-- WORK TO DO --
Starting with the line that contains "Kindly mark the innermost point of each instance of the blue" and going on through the end of the records below, arrange those lines as a JSON list of strings with one string per line. Leave out any blank lines.

-- MATERIAL --
·····
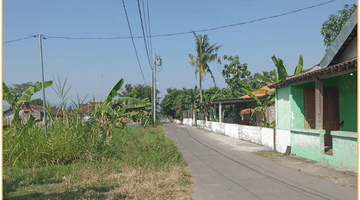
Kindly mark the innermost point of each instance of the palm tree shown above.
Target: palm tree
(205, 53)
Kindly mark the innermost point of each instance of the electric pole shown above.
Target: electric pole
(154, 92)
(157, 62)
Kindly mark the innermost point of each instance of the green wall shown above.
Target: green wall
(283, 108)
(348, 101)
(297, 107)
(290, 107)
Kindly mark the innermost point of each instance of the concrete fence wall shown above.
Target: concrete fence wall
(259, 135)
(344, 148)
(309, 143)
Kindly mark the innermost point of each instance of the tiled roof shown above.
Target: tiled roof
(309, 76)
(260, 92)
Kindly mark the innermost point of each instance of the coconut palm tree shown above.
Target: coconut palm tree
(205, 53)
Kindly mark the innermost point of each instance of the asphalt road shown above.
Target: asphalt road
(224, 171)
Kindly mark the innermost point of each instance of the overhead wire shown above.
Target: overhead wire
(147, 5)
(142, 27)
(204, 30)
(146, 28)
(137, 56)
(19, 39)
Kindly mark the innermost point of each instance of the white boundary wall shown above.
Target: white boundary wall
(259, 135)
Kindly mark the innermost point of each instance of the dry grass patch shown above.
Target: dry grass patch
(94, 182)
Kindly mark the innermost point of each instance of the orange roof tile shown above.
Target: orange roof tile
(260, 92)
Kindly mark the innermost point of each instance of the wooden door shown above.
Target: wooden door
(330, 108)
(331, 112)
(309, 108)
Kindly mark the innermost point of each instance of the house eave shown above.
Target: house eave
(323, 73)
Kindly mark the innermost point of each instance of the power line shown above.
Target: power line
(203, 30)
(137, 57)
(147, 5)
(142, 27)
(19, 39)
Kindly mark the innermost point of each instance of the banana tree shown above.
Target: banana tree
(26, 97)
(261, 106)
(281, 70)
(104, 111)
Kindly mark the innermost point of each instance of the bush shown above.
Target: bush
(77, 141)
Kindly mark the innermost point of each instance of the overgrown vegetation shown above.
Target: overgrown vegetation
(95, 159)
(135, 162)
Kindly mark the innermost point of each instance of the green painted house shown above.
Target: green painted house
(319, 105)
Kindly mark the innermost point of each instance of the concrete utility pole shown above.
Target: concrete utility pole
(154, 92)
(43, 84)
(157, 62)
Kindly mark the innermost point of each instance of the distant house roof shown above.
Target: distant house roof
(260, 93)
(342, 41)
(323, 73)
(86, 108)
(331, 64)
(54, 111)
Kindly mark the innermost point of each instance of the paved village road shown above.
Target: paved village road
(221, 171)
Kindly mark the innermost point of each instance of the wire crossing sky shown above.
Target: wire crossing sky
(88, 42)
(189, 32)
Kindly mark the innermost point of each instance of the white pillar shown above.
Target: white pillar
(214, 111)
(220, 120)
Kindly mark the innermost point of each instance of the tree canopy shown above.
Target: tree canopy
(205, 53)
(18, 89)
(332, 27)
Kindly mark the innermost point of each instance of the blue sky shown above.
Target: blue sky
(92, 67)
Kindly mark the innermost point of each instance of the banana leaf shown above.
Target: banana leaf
·····
-- WRITTEN RESPONSE --
[
  "Kindly mark the innermost point of each instance of the blue sky shown above.",
  "Target: blue sky",
  "(92, 67)",
  "Kindly mark the innermost point of each instance of the banana leaf shown above.",
  "Target: banana leaf"
]